# What you have to do
Leave out the pictures, then reproduce the rest of the material exactly.

# Source material
## start

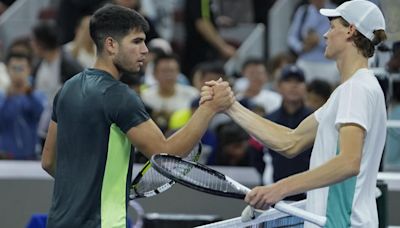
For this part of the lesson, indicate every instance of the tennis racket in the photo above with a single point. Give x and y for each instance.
(205, 179)
(148, 182)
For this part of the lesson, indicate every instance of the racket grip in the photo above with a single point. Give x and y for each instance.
(308, 216)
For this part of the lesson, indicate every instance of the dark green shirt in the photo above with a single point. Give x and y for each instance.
(93, 112)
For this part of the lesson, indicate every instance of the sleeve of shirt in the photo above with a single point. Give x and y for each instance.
(319, 112)
(354, 106)
(125, 108)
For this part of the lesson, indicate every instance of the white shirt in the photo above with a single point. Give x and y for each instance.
(359, 100)
(181, 99)
(267, 99)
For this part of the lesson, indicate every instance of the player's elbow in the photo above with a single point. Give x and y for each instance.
(352, 167)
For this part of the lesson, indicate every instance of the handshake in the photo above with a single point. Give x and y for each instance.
(217, 95)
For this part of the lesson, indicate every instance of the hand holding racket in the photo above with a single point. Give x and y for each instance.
(205, 179)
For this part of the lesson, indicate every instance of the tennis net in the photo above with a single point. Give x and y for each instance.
(270, 218)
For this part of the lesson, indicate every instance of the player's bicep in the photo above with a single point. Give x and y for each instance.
(305, 133)
(147, 138)
(351, 143)
(49, 150)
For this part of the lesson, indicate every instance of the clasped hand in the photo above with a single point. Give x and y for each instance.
(217, 94)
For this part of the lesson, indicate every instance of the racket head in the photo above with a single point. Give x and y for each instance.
(148, 182)
(197, 176)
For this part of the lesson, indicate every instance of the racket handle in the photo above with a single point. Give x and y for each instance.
(308, 216)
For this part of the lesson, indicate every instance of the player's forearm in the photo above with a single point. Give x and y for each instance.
(274, 136)
(333, 171)
(49, 166)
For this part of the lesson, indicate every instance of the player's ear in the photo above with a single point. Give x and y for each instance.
(111, 45)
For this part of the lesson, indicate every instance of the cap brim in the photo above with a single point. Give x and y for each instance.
(329, 12)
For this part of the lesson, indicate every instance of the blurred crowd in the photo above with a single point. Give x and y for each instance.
(185, 50)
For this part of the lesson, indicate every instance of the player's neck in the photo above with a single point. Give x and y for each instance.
(107, 66)
(349, 63)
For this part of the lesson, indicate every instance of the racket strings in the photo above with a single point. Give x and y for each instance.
(192, 174)
(152, 182)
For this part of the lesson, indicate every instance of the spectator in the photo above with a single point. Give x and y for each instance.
(233, 147)
(306, 39)
(206, 71)
(291, 86)
(158, 46)
(318, 92)
(21, 45)
(202, 41)
(54, 68)
(255, 78)
(167, 96)
(82, 48)
(20, 110)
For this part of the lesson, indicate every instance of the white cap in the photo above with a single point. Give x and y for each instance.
(365, 15)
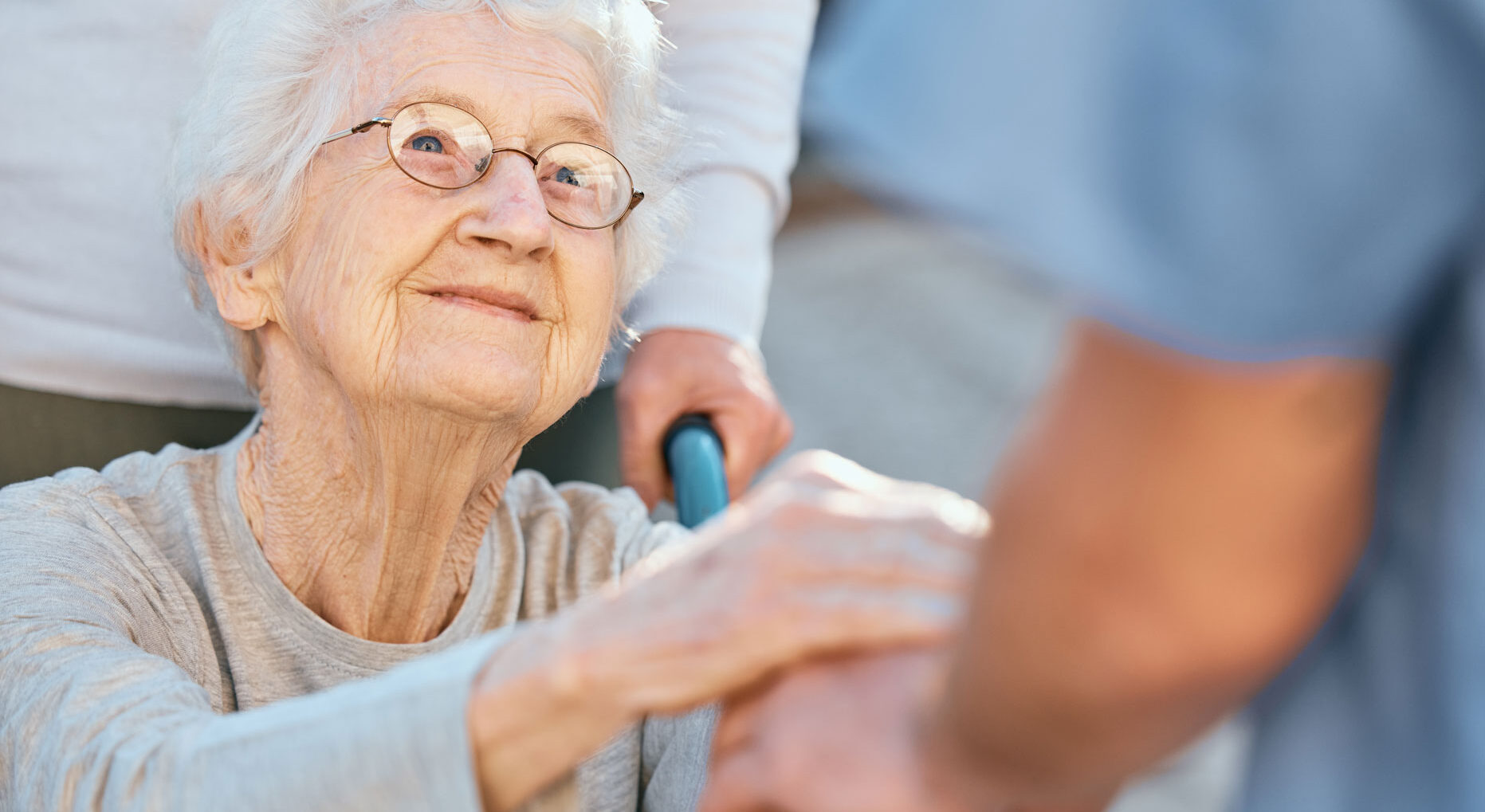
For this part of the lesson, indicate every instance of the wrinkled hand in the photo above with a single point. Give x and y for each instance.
(823, 557)
(836, 736)
(847, 736)
(681, 371)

## end

# Solution for this problem
For this part of the lesson, indicate every instance of the tennis racket in the photo above with a single point. Give x and y for each instance.
(205, 179)
(148, 182)
For this part of the lesson, indicate every instance of the racket grip in the photo above with a single point. Give x and y for each instance.
(308, 216)
For this part of the lesson, indicate every instance of the dark green shirt in the photo above with a single point. Give x and y for each instance.
(93, 112)
For this part of the lesson, indicate every instance of the sleeve of shirt in the photo above with a single point. Give x and y for each instance.
(319, 112)
(354, 106)
(125, 108)
For this part of the lesson, indicate every instance of the white shirt in the photo above with a single point. Give x and y for each instance.
(359, 100)
(181, 99)
(267, 99)
For this part of the lesson, indicate every instance of the player's elbow in the photo above with a single point. Give x and y for each instance.
(352, 167)
For this part of the lesson, indicate every instance of the handshake in the photo above with a single point. Give x and y for each instance.
(217, 95)
For this part of the lesson, indicate every instance of the hand holding racket in the photo above with a single point. Give x and y for each instance.
(205, 179)
For this part of the lesson, indicate every instance of the tennis net in the photo above with a single point. Give x and y for each instance.
(270, 218)
For this part of the lesson, indicate every instance of the player's bicep in the photo above with a single point. Give x and y for each instance.
(305, 133)
(147, 138)
(351, 143)
(49, 150)
For this part of the lesson, indicate every instance of the clasped hand in the photo above with a single point. Give x and y for each instance.
(217, 94)
For this part of the lesson, indicate every instance of the racket head in the photo above with a single point. Give x and y for each instance.
(148, 182)
(197, 176)
For this part of the lesson, indicate every instance of the racket handle in the photo above with a single point. Give x and y for each instance.
(308, 216)
For this part of the lesson, indicate every instance of the player's forearm in the photo above with a single point. Give x and y for each instance.
(274, 136)
(333, 171)
(49, 166)
For this part of the lesson, indicate every instance of the player's ear in the photo above with a single point. Give x and y for each instance.
(111, 45)
For this part of the lesson, indicate every instance of the cap brim in the photo above with a single point. Give x and y for each instance.
(329, 12)
For this part of the lesson, indicate every instance of the blurred crowd in the photo above with a single point. Give x and y for each instance.
(185, 50)
For this part of the lesson, indicate every instance of the player's neck in the photo above with a single point. Give x and y for each instance.
(107, 66)
(349, 63)
For this part of the lesson, indicate every instance of the racket strings in the photo above with a single point. Give x and y for each instance.
(192, 174)
(152, 182)
For this part of the lesson, indicate every instance of the spectator in the photo above with a single point. Give x and y for each instance.
(233, 147)
(306, 39)
(206, 71)
(291, 86)
(158, 46)
(318, 92)
(21, 45)
(202, 41)
(54, 68)
(255, 78)
(167, 96)
(82, 48)
(20, 110)
For this part of the lesson, indicate every instance of the white cap in the photo above with a single point. Give x and y for each instance.
(365, 15)
For this part of the lesson, indicate every instance of the wrinkled hand in the photo above with a single point. Give x and y for each instance.
(823, 557)
(836, 736)
(847, 736)
(681, 371)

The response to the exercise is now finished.